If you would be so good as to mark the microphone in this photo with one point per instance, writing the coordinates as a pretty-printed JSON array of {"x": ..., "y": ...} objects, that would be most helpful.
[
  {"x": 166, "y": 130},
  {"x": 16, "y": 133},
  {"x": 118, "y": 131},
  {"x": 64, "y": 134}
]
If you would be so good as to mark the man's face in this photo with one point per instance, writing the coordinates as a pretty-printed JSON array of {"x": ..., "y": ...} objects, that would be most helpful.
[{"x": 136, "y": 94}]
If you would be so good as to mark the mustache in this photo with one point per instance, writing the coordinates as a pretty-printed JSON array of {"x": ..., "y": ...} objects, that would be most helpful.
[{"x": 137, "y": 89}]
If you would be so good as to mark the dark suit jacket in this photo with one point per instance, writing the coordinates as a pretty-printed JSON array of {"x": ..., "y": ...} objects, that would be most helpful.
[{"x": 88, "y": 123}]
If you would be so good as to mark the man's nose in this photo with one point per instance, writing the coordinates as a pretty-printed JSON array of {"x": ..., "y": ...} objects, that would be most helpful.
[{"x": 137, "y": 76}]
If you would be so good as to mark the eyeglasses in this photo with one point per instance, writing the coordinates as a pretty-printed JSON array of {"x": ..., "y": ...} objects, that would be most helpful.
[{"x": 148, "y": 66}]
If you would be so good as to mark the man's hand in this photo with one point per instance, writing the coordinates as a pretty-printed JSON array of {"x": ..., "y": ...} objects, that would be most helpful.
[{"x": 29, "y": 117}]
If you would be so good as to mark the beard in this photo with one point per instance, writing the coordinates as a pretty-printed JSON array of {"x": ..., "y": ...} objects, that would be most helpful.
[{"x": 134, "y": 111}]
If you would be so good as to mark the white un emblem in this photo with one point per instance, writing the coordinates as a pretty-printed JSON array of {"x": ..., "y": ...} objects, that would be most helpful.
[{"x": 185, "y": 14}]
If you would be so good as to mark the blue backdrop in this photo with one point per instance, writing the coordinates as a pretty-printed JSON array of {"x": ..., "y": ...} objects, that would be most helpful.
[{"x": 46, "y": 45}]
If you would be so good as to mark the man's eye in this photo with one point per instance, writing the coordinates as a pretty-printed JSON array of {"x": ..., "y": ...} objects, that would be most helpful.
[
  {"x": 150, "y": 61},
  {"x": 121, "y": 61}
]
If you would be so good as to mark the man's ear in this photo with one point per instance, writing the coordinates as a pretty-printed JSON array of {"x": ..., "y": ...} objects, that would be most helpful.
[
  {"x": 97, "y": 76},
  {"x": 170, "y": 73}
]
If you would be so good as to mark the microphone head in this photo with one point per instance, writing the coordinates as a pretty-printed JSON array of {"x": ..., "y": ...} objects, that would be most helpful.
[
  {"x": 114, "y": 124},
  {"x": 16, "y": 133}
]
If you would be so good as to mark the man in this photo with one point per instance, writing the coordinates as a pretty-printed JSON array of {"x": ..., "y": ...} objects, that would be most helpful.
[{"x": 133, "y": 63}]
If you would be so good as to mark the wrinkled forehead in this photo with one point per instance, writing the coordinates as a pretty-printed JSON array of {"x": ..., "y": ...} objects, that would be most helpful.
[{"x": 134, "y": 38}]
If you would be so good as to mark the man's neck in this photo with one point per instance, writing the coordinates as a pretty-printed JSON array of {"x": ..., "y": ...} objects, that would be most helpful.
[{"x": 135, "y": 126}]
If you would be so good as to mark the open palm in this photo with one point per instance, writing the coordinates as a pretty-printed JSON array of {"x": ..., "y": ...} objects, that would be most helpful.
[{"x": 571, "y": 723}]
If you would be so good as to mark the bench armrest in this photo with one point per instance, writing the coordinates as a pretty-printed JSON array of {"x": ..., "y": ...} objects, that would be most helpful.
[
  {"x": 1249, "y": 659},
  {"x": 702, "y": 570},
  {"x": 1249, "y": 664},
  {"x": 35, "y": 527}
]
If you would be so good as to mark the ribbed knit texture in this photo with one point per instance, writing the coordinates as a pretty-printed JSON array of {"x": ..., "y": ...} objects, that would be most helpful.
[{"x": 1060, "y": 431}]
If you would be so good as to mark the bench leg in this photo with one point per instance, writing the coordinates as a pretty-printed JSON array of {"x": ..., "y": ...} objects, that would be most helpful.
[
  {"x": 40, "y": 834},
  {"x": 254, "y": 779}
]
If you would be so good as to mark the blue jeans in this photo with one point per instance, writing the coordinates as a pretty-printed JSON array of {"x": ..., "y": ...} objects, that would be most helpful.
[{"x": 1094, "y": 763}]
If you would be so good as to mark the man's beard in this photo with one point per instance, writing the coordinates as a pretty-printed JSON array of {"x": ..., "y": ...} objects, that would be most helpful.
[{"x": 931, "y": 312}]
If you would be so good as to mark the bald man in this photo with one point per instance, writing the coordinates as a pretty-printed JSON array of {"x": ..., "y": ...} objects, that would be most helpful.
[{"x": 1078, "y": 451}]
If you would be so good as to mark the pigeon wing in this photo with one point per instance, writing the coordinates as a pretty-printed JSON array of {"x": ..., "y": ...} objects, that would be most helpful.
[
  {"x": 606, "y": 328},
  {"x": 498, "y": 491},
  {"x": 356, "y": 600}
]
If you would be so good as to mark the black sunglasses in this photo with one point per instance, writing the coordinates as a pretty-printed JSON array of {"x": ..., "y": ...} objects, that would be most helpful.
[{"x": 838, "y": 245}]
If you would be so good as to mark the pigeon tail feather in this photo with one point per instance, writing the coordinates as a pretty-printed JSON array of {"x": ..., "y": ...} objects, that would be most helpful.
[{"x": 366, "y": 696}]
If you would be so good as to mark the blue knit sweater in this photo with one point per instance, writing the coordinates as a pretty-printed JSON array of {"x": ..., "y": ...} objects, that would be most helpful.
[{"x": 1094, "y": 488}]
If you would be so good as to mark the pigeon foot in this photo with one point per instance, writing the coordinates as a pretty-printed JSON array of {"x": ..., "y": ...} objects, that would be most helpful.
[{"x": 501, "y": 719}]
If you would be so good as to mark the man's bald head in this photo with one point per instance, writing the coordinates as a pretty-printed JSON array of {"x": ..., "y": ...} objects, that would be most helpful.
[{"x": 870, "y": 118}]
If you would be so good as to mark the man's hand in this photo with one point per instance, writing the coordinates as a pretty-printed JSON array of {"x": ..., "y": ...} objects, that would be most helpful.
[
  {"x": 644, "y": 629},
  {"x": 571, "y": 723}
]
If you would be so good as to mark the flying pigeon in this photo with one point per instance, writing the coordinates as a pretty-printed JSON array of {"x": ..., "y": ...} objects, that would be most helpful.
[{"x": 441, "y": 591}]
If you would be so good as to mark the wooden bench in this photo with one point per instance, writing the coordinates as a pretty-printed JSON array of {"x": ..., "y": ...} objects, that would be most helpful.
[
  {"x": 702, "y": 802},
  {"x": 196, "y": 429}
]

┄┄┄┄┄┄

■ TASK DETAILS:
The whole listing above needs to be written out again exactly.

■ THE OUTPUT:
If you would be so good as to mark the microphone in this photo with one point per instance, writing the coordinates as a pretty-printed JSON array of {"x": ..., "y": ...} objects, that would be most helpful.
[
  {"x": 166, "y": 130},
  {"x": 16, "y": 133},
  {"x": 118, "y": 131},
  {"x": 64, "y": 134}
]
If you would be so good as to mark the man's face in this photo with one point per instance, writing the coordinates as a pretty-printed JSON array of {"x": ..., "y": ...} objects, that would be most helpful.
[{"x": 136, "y": 94}]
If you would be so good as to mark the mustache in this photo with one point per instance, writing the coordinates as a pretty-printed JSON array of {"x": ..., "y": ...} objects, that would be most helpful.
[{"x": 137, "y": 89}]
If you would be so good as to mark the dark suit jacket in this photo with one point per instance, writing the coordinates as a pretty-printed JSON array of {"x": ..., "y": ...} objects, that would be most helpful.
[{"x": 88, "y": 123}]
If you would be so good as to mark the man's nose in this photo with one point per instance, writing the coordinates as a pretty-printed JSON array of {"x": ..., "y": ...} objects, that would be most helpful.
[{"x": 137, "y": 76}]
If you would be so good as to mark the eyeglasses in this photo with one point per instance, writing the coordinates as a pretty-printed JSON array of {"x": ..., "y": ...} objects, that would be most helpful.
[{"x": 148, "y": 66}]
If you would be so good as to mark the man's hand in this photo with one point per instance, writing the coordinates as a pretty-printed JSON array of {"x": ..., "y": ...} objects, that would be most helpful.
[{"x": 29, "y": 117}]
If you would be so good as to mark the beard in this photo with one point per instance, writing the coordinates as a pretty-printed JSON array of {"x": ..., "y": ...} objects, that would be most helpful.
[{"x": 134, "y": 111}]
If you would be so good as to mark the white un emblem in this photo with one point per instance, writing the coordinates as a pretty-printed JSON array of {"x": ..., "y": ...} objects, that would be most helpful.
[{"x": 185, "y": 14}]
If you would be so good as to mark the blue backdrop in this photo with one point per instance, writing the coordinates as a pretty-printed JSON array of {"x": ..., "y": ...} objects, that would be most helpful.
[{"x": 46, "y": 45}]
If you would be so good as to mark the man's eye in this photo with one point per instance, writing the coordinates as a pretty-printed JSON array of {"x": ..., "y": ...} objects, that would be most helpful.
[
  {"x": 150, "y": 61},
  {"x": 121, "y": 61}
]
If you would be so good as to mark the man's ear in this photo with one point per instance, writing the coordinates as a pretty-printed JSON array of {"x": ..., "y": ...} objects, that would be most helpful.
[
  {"x": 97, "y": 76},
  {"x": 170, "y": 73}
]
If you would be so good as to mark the microphone head in this photo with one point per instance, writing the coordinates as a pretty-printed JSON array of {"x": ..., "y": ...} objects, that would be most helpful.
[
  {"x": 114, "y": 124},
  {"x": 16, "y": 133}
]
If you would be so good as to mark the man in this photo with one point per instance, writing the coordinates as a pretty-printed JSON array of {"x": ..., "y": ...} objects, that would be most helpful.
[{"x": 133, "y": 63}]
If you would be so good as to mark the wrinkled forehead in this photo with one point per instance, writing the coordinates as a pretty-printed JSON array of {"x": ..., "y": ...} objects, that would be most helpful.
[{"x": 134, "y": 38}]
If you would be so good as to mark the man's neck in this photo with one point per instance, writing the coordinates as a pretty-printed JSON array of {"x": ..., "y": ...} objects, that would be most helpful.
[{"x": 135, "y": 126}]
If you would be so good as to mark the open palm in this photo with one point per instance, writing the coordinates as a pretty-printed JSON array of {"x": ..., "y": ...} objects, that would be most helpful.
[{"x": 571, "y": 723}]
If you would be so good as to mark the bench armrest in this photo with one point per instance, writing the coordinates as a pretty-printed JSON array of {"x": ..., "y": ...} objects, that would be most helpful.
[
  {"x": 1249, "y": 659},
  {"x": 702, "y": 570},
  {"x": 1249, "y": 664},
  {"x": 35, "y": 527}
]
If you would be so good as to mark the ribbed knit texture in this photo with one point per instance, writing the coordinates as a pretty-printed JSON array of {"x": ..., "y": ...} objects, that would be most helpful.
[{"x": 1060, "y": 431}]
If you would be so good as to mark the bench leg in this photo with one point per instance, writing the coordinates as a pretty-printed JSON array of {"x": ..., "y": ...} objects, that would be most helpful.
[
  {"x": 40, "y": 834},
  {"x": 254, "y": 779}
]
If you would be so good as to mark the blue jeans in this photo with one point per instance, writing the coordinates as a pretty-printed JSON array of {"x": ..., "y": ...} objects, that would be most helpful.
[{"x": 1094, "y": 763}]
If you would be so good as to mark the man's beard in this photo with one point per instance, writing the coordinates as a pretty-printed JSON array of {"x": ..., "y": ...} objects, that would be most helpful.
[{"x": 931, "y": 312}]
If you would be so good as to mark the bald man in this photo with one point per instance, writing the coordinates as a pretty-printed JSON array of {"x": ..., "y": ...} objects, that would be most helpful.
[{"x": 1078, "y": 451}]
If you would be so good as to mark the pigeon wing in this photo with one point per instance, writing the coordinates as a pretty-printed JSON array of {"x": ..., "y": ...} objects, that would be most helpful.
[
  {"x": 606, "y": 328},
  {"x": 498, "y": 491},
  {"x": 356, "y": 600}
]
If you would be so good as to mark the black sunglasses in this photo with one point per instance, writing the coordinates as a pretty-printed JSON array of {"x": ..., "y": ...} objects, that would be most helpful.
[{"x": 838, "y": 245}]
If you would be so good as to mark the pigeon tail feather in this photo with one point per instance, writing the coordinates as a pretty-printed JSON array of {"x": ..., "y": ...} objects, that would be most helpful.
[{"x": 366, "y": 696}]
If you would be so good as to mark the blue knit sweater in this photo with one point per instance, writing the coordinates as a pretty-printed JSON array of {"x": ..., "y": ...} objects, that would be most helpful.
[{"x": 1094, "y": 488}]
If you would be so good as to mark the pigeon foot in this photo with one point per instance, writing the coordinates as a pretty-printed JSON array of {"x": ..., "y": ...} objects, that would be most helpful.
[{"x": 501, "y": 719}]
If you would be so good as to mark the man's bald head in this photo with one point per instance, writing the coordinates as a pretty-printed JSON array of {"x": ..., "y": ...} objects, that would be most helpful.
[{"x": 870, "y": 118}]
If you would be so good as to mark the man's hand in this photo with one point per instance, writing the coordinates as a pretty-printed JSON array of {"x": ..., "y": ...} objects, that would be most helpful.
[
  {"x": 644, "y": 629},
  {"x": 571, "y": 723}
]
If you would be so good as to mark the flying pigeon in this photo with one point per instance, writing the coordinates as a pretty-printed JSON array of {"x": ..., "y": ...} objects, that would be most helpful.
[{"x": 441, "y": 591}]
If you would be so good as to mark the wooden bench in this photo with one point per instance, writing the coordinates as a pretty-printed JSON array of {"x": ..., "y": ...} objects, that would be most helpful.
[
  {"x": 702, "y": 802},
  {"x": 196, "y": 429}
]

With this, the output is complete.